◆ EXERCISE INSTRUCTIONS ◆
Please gather every line in the listing below that contains the word "water", and copy each of those lines in full.

*** DATASET ROWS ***

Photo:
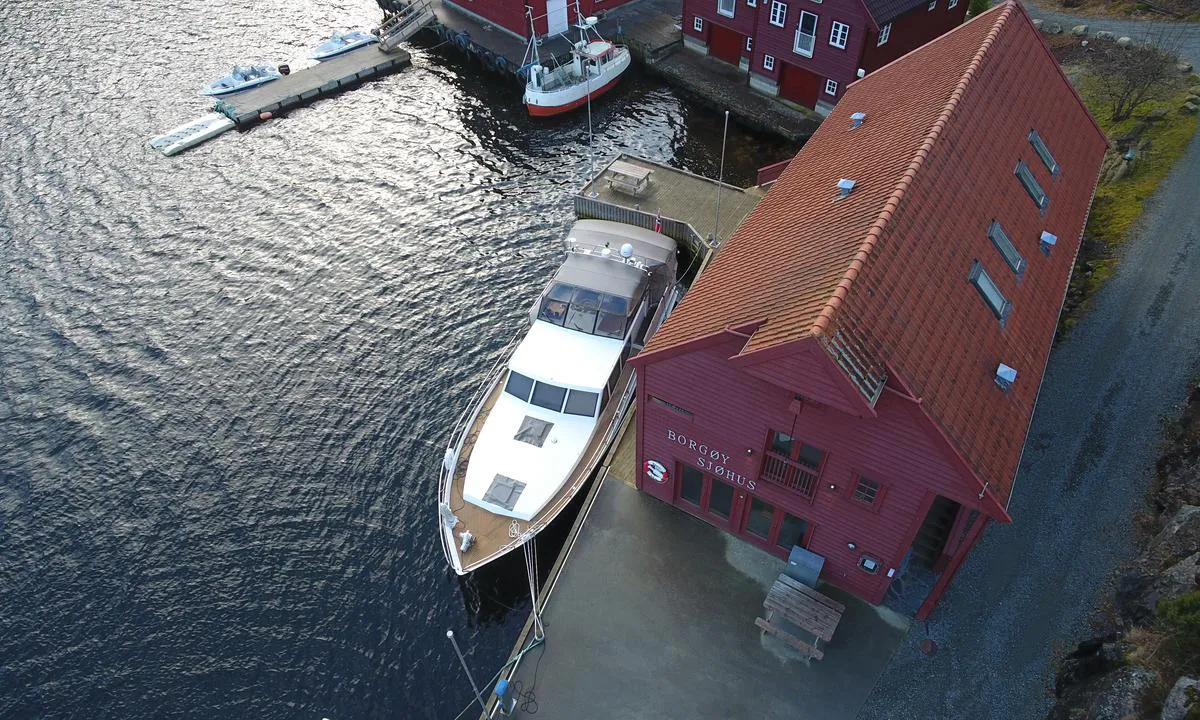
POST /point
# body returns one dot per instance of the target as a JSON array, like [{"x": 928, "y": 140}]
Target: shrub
[{"x": 1180, "y": 616}]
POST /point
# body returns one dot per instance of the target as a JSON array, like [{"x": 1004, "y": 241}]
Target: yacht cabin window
[
  {"x": 581, "y": 402},
  {"x": 587, "y": 311}
]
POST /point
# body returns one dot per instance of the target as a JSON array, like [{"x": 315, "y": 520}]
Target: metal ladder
[{"x": 405, "y": 24}]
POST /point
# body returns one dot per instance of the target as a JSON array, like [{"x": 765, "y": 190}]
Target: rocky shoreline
[{"x": 1144, "y": 664}]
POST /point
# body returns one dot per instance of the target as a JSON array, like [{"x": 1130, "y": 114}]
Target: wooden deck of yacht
[{"x": 493, "y": 533}]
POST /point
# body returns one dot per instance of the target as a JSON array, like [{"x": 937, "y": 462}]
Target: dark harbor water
[{"x": 227, "y": 377}]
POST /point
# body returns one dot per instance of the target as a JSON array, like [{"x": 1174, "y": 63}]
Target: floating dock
[{"x": 303, "y": 87}]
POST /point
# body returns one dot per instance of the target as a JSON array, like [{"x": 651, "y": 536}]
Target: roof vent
[
  {"x": 1048, "y": 243},
  {"x": 1005, "y": 377}
]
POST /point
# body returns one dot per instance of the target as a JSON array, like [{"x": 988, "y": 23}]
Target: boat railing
[{"x": 462, "y": 429}]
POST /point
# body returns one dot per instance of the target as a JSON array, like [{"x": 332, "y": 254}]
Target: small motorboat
[
  {"x": 342, "y": 42},
  {"x": 241, "y": 78},
  {"x": 593, "y": 70}
]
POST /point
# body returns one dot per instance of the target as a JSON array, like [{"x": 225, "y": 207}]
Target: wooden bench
[
  {"x": 628, "y": 178},
  {"x": 804, "y": 607}
]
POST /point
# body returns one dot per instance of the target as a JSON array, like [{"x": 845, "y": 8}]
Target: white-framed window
[
  {"x": 805, "y": 34},
  {"x": 885, "y": 34},
  {"x": 778, "y": 13},
  {"x": 839, "y": 34}
]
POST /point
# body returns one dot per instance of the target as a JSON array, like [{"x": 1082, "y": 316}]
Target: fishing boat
[
  {"x": 594, "y": 67},
  {"x": 241, "y": 78},
  {"x": 551, "y": 407},
  {"x": 342, "y": 42}
]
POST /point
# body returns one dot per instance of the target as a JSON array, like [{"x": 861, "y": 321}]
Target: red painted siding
[
  {"x": 735, "y": 412},
  {"x": 912, "y": 30}
]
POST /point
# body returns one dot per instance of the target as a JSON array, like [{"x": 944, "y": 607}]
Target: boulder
[
  {"x": 1092, "y": 658},
  {"x": 1179, "y": 538},
  {"x": 1182, "y": 697},
  {"x": 1113, "y": 696}
]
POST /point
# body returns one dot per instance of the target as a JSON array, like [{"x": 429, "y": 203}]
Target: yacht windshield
[{"x": 587, "y": 311}]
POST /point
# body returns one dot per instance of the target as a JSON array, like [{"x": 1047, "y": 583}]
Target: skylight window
[
  {"x": 1039, "y": 147},
  {"x": 1006, "y": 247},
  {"x": 996, "y": 301},
  {"x": 1031, "y": 185}
]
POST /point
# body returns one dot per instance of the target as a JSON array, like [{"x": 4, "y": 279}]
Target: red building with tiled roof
[
  {"x": 841, "y": 377},
  {"x": 810, "y": 51}
]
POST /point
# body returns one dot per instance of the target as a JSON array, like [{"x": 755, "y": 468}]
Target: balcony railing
[{"x": 790, "y": 474}]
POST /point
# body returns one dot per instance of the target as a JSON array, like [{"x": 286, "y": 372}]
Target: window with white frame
[
  {"x": 839, "y": 34},
  {"x": 805, "y": 34},
  {"x": 778, "y": 13}
]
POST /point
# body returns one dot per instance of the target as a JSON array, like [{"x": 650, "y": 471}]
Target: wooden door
[
  {"x": 725, "y": 45},
  {"x": 799, "y": 85}
]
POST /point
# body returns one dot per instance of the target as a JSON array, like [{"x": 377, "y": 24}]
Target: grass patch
[{"x": 1117, "y": 205}]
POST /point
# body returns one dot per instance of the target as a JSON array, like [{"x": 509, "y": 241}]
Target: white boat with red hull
[{"x": 594, "y": 67}]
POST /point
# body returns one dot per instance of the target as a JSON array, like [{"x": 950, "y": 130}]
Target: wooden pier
[{"x": 305, "y": 85}]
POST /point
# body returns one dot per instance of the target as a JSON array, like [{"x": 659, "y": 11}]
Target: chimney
[
  {"x": 1048, "y": 241},
  {"x": 1005, "y": 377}
]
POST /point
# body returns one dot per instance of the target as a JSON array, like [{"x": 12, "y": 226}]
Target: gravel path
[
  {"x": 1187, "y": 34},
  {"x": 1025, "y": 594}
]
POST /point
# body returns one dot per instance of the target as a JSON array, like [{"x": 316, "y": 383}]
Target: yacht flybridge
[{"x": 547, "y": 414}]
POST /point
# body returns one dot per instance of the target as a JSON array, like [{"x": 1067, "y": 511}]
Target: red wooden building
[
  {"x": 550, "y": 16},
  {"x": 810, "y": 51},
  {"x": 841, "y": 377}
]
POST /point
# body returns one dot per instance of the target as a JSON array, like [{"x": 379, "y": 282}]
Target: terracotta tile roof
[{"x": 887, "y": 265}]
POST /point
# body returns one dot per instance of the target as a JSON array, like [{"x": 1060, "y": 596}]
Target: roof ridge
[{"x": 821, "y": 325}]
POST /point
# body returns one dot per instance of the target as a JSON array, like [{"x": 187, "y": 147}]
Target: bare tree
[{"x": 1128, "y": 76}]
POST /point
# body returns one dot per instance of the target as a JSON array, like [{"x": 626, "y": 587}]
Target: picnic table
[
  {"x": 628, "y": 178},
  {"x": 814, "y": 613}
]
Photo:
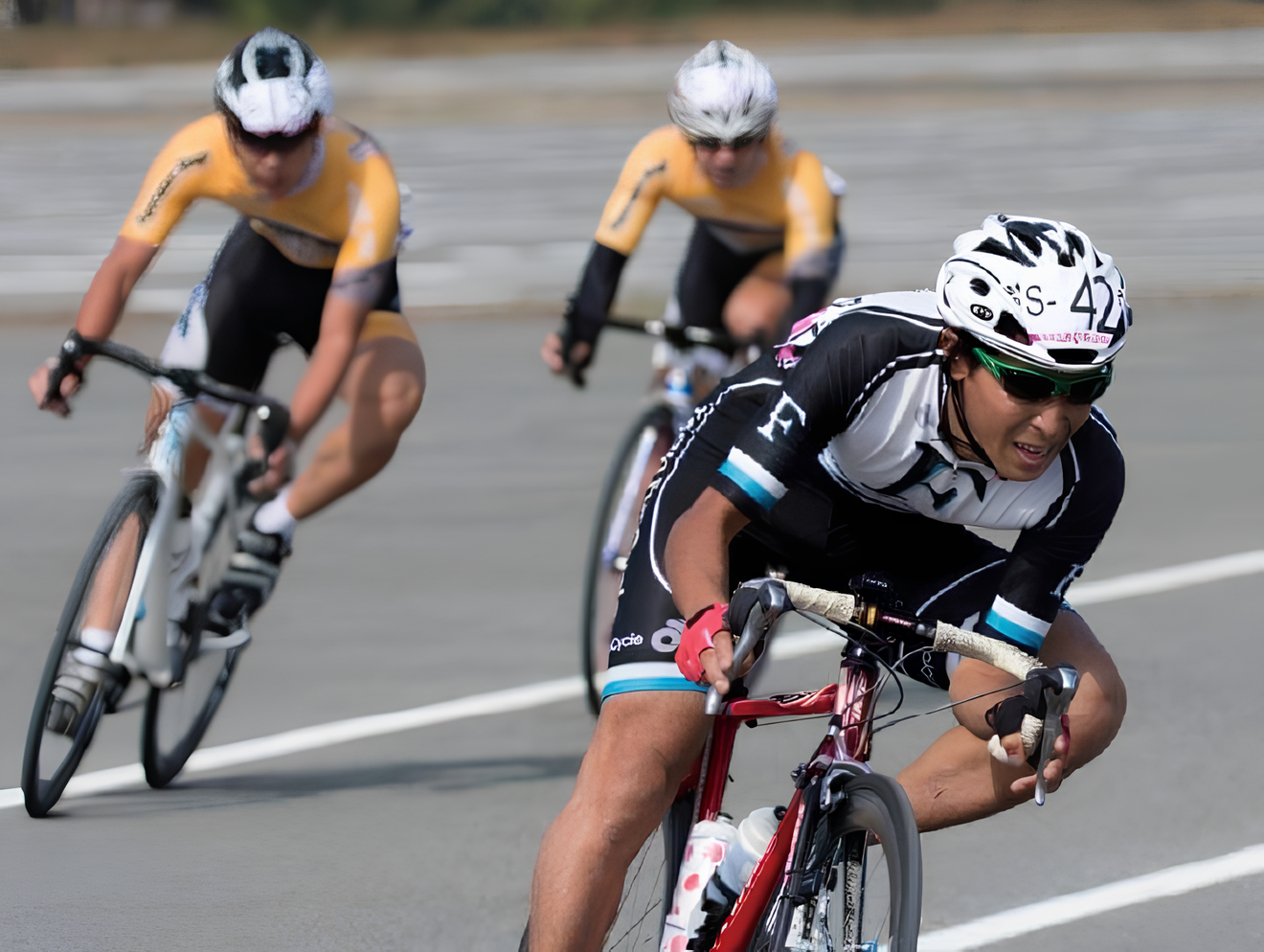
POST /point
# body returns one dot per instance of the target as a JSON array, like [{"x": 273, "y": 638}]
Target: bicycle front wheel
[
  {"x": 635, "y": 465},
  {"x": 58, "y": 736},
  {"x": 862, "y": 889},
  {"x": 177, "y": 715}
]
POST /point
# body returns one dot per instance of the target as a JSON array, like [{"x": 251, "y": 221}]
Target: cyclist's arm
[
  {"x": 813, "y": 239},
  {"x": 1047, "y": 557},
  {"x": 591, "y": 304},
  {"x": 696, "y": 564},
  {"x": 623, "y": 220},
  {"x": 99, "y": 311}
]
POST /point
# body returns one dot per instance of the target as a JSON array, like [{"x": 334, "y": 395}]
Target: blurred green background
[{"x": 450, "y": 12}]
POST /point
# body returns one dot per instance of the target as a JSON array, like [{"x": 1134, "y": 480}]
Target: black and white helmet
[
  {"x": 1035, "y": 289},
  {"x": 723, "y": 93},
  {"x": 273, "y": 83}
]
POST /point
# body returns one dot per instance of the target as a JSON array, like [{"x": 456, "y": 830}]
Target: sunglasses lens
[
  {"x": 1087, "y": 391},
  {"x": 1031, "y": 386},
  {"x": 1027, "y": 386}
]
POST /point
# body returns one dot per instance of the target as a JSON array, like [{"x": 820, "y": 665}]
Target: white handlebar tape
[
  {"x": 981, "y": 647},
  {"x": 829, "y": 604}
]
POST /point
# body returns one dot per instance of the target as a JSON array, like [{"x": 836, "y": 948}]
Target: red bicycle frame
[{"x": 849, "y": 702}]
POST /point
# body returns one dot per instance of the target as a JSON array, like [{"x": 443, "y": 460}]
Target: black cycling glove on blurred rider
[{"x": 587, "y": 308}]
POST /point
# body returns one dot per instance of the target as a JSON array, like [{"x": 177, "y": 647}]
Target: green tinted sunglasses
[
  {"x": 1030, "y": 384},
  {"x": 711, "y": 145}
]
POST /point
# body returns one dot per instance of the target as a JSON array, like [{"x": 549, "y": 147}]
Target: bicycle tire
[
  {"x": 603, "y": 567},
  {"x": 177, "y": 715},
  {"x": 869, "y": 883},
  {"x": 650, "y": 883},
  {"x": 50, "y": 758}
]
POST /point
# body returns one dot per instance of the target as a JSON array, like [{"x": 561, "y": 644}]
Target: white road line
[
  {"x": 1172, "y": 881},
  {"x": 793, "y": 644},
  {"x": 1148, "y": 583}
]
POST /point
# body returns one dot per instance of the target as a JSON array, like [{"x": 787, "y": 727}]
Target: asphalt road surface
[{"x": 458, "y": 569}]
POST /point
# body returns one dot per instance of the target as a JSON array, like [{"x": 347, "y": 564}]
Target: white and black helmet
[
  {"x": 1035, "y": 289},
  {"x": 273, "y": 85},
  {"x": 725, "y": 94}
]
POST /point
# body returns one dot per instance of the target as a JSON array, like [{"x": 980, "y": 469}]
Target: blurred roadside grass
[{"x": 363, "y": 30}]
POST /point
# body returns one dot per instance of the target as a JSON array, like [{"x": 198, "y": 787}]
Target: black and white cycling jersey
[{"x": 853, "y": 414}]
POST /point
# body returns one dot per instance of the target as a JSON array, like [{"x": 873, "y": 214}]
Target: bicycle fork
[{"x": 145, "y": 628}]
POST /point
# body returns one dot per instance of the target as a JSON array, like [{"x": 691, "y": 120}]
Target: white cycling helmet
[
  {"x": 1035, "y": 289},
  {"x": 273, "y": 83},
  {"x": 723, "y": 93}
]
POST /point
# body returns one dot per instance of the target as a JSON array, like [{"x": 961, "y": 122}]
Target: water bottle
[
  {"x": 718, "y": 861},
  {"x": 754, "y": 836}
]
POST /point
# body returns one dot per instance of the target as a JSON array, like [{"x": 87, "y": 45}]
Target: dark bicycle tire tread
[{"x": 660, "y": 416}]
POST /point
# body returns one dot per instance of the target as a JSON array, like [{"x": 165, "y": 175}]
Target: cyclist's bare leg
[
  {"x": 957, "y": 781},
  {"x": 113, "y": 581},
  {"x": 643, "y": 746},
  {"x": 383, "y": 386},
  {"x": 756, "y": 306}
]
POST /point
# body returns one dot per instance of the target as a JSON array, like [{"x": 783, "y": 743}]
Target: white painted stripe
[
  {"x": 1010, "y": 612},
  {"x": 305, "y": 738},
  {"x": 747, "y": 465},
  {"x": 1172, "y": 881},
  {"x": 1146, "y": 583},
  {"x": 795, "y": 644}
]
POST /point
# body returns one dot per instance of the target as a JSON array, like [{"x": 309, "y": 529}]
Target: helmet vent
[
  {"x": 1009, "y": 327},
  {"x": 272, "y": 62},
  {"x": 992, "y": 247}
]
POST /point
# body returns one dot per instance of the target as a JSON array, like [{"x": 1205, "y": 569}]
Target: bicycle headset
[{"x": 723, "y": 95}]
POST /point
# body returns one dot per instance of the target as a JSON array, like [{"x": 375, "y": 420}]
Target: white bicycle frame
[{"x": 149, "y": 631}]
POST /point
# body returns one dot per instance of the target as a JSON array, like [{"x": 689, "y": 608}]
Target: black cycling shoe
[
  {"x": 249, "y": 579},
  {"x": 83, "y": 672}
]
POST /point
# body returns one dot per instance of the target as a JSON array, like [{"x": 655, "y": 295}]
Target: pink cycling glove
[{"x": 698, "y": 636}]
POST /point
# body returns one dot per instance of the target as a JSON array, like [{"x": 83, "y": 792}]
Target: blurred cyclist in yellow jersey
[
  {"x": 312, "y": 260},
  {"x": 766, "y": 247}
]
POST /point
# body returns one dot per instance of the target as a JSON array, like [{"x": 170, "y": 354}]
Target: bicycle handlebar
[
  {"x": 273, "y": 415},
  {"x": 675, "y": 335}
]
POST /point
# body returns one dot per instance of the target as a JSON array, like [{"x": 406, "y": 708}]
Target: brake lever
[
  {"x": 771, "y": 604},
  {"x": 1057, "y": 700}
]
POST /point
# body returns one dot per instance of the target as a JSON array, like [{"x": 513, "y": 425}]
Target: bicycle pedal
[{"x": 224, "y": 643}]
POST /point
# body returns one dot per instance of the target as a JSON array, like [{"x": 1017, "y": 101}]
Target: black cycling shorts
[
  {"x": 253, "y": 301},
  {"x": 711, "y": 271},
  {"x": 939, "y": 571}
]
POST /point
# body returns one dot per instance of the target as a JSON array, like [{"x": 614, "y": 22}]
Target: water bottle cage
[{"x": 1011, "y": 715}]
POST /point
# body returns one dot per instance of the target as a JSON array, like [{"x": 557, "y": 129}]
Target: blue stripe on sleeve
[
  {"x": 758, "y": 494},
  {"x": 1012, "y": 632}
]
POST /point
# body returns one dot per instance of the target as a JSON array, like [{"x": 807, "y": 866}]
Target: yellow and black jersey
[
  {"x": 344, "y": 214},
  {"x": 790, "y": 202}
]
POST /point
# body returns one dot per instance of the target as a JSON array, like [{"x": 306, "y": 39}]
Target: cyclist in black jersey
[
  {"x": 766, "y": 245},
  {"x": 868, "y": 442}
]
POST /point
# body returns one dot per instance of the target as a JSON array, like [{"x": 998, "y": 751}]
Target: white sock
[
  {"x": 275, "y": 517},
  {"x": 98, "y": 639}
]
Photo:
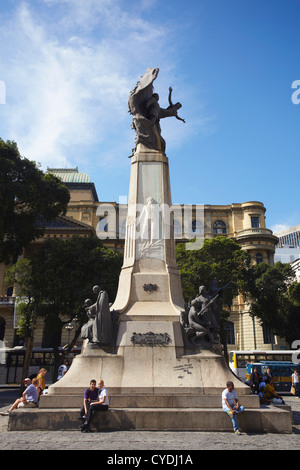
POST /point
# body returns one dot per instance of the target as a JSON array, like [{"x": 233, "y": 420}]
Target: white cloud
[{"x": 69, "y": 67}]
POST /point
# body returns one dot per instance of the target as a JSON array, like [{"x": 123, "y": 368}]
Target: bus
[
  {"x": 239, "y": 359},
  {"x": 281, "y": 372},
  {"x": 12, "y": 360}
]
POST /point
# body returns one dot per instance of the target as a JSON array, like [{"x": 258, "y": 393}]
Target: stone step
[
  {"x": 272, "y": 420},
  {"x": 148, "y": 401}
]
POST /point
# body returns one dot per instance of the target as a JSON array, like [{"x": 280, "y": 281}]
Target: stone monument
[
  {"x": 152, "y": 353},
  {"x": 159, "y": 362}
]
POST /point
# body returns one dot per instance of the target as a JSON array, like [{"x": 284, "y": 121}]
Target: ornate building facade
[{"x": 244, "y": 222}]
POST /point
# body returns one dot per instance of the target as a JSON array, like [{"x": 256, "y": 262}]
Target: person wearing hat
[{"x": 29, "y": 398}]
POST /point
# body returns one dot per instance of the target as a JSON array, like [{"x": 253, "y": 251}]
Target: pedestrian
[
  {"x": 41, "y": 380},
  {"x": 29, "y": 398},
  {"x": 90, "y": 395},
  {"x": 100, "y": 405},
  {"x": 62, "y": 370},
  {"x": 255, "y": 379},
  {"x": 295, "y": 383},
  {"x": 231, "y": 405}
]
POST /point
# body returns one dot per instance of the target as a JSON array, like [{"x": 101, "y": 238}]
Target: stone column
[{"x": 149, "y": 285}]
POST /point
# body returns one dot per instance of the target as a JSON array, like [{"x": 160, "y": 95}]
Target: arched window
[
  {"x": 177, "y": 229},
  {"x": 9, "y": 291},
  {"x": 197, "y": 226},
  {"x": 219, "y": 227},
  {"x": 2, "y": 328},
  {"x": 229, "y": 330},
  {"x": 259, "y": 258}
]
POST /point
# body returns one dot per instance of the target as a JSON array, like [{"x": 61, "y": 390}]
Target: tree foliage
[
  {"x": 220, "y": 258},
  {"x": 57, "y": 280},
  {"x": 26, "y": 194},
  {"x": 275, "y": 299}
]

***

◆ FINISHED TASK ◆
Target: dark harbor water
Target: water bottle
Target: water bottle cage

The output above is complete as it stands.